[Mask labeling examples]
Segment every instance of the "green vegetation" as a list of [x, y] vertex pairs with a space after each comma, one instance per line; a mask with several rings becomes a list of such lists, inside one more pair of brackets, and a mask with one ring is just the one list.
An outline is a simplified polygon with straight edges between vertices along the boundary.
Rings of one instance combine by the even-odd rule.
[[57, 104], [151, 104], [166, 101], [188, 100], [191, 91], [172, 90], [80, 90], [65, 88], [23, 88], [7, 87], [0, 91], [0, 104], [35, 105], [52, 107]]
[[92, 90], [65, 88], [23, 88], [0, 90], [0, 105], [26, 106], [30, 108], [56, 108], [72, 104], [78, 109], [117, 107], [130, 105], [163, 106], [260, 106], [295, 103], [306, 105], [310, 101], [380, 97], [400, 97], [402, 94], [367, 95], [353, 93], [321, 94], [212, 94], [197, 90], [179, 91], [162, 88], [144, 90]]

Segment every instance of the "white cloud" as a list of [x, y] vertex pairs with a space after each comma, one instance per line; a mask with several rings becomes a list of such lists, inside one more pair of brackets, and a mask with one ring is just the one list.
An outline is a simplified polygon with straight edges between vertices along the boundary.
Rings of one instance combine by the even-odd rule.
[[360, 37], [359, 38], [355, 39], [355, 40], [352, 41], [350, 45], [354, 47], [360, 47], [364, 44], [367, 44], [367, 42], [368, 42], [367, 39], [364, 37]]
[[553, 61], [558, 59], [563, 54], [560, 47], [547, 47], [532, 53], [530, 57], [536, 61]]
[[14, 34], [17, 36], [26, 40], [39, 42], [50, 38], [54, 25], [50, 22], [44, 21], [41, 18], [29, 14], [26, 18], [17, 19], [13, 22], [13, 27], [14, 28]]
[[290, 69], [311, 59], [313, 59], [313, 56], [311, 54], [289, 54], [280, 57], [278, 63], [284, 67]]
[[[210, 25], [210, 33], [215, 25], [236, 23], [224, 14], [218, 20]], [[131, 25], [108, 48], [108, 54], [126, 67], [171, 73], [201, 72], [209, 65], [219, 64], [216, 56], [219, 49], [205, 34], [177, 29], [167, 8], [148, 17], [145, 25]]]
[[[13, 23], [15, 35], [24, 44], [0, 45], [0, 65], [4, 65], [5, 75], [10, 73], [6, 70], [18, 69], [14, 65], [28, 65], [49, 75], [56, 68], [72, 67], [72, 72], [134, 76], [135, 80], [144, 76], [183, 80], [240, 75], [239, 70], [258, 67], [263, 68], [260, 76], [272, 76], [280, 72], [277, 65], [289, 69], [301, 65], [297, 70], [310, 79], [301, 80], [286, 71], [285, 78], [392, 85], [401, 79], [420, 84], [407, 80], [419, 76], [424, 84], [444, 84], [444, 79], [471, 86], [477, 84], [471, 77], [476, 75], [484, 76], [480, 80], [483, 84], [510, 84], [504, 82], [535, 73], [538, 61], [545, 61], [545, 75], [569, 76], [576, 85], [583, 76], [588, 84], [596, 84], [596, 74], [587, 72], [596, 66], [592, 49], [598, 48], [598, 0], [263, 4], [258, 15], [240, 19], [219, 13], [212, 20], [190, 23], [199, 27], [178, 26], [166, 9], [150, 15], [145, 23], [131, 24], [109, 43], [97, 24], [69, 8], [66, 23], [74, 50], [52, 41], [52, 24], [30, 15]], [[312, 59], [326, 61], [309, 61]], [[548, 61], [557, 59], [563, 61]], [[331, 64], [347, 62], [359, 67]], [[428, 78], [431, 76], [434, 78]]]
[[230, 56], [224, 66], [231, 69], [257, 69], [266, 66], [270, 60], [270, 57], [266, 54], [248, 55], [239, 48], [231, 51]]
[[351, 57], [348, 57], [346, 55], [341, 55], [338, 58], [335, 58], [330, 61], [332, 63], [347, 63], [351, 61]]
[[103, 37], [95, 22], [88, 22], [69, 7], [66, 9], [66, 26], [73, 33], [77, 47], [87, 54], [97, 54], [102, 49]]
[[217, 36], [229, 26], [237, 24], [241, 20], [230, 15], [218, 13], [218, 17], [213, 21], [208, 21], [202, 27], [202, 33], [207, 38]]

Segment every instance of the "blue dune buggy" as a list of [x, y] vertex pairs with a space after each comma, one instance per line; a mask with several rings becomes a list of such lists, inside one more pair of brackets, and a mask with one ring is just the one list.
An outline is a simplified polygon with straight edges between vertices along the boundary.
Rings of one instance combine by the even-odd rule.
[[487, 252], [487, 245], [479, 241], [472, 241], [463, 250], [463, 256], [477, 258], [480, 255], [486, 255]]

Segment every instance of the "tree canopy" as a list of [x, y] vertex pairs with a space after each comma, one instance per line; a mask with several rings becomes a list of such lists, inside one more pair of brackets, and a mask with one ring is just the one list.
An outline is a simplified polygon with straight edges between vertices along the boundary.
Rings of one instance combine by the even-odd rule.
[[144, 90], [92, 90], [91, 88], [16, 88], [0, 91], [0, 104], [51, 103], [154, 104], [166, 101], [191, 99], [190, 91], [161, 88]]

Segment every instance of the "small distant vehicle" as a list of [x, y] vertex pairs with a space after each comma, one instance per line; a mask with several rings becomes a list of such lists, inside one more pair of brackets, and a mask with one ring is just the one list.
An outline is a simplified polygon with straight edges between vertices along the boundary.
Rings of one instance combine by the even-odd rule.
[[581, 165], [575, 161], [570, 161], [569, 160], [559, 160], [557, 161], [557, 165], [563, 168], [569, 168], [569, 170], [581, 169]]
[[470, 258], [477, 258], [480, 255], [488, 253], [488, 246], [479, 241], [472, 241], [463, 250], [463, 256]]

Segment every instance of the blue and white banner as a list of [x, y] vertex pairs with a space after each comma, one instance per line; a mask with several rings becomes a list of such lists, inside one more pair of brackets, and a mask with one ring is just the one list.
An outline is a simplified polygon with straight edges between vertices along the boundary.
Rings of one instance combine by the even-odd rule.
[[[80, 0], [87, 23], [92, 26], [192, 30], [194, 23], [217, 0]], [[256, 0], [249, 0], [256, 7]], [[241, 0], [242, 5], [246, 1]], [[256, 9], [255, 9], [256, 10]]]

**Short task**
Reproduce the records from their very beginning down through the line that contains "88], [144, 90]]", including both ends.

**Task answer**
Segment every instance of the "green vegetation" as a list of [x, y] vertex pairs with a space after each comma, one instance per line; a mask with several rings becomes a list of such lists, inside one more pair of brackets, and a mask with one ring is just the one list.
An outline is a simplified polygon with straight edges between vertices along the boundary.
Rings of one instance combine by the even-odd rule.
[[57, 104], [151, 104], [166, 101], [188, 100], [191, 91], [172, 90], [80, 90], [65, 88], [23, 88], [7, 87], [0, 91], [0, 104], [35, 105], [52, 107]]
[[92, 90], [65, 88], [23, 88], [0, 90], [0, 105], [26, 106], [30, 108], [56, 108], [72, 104], [78, 109], [117, 107], [130, 105], [163, 106], [260, 106], [295, 103], [306, 105], [310, 101], [380, 97], [400, 97], [402, 94], [367, 95], [353, 93], [321, 94], [212, 94], [197, 90], [179, 91], [162, 88], [144, 90]]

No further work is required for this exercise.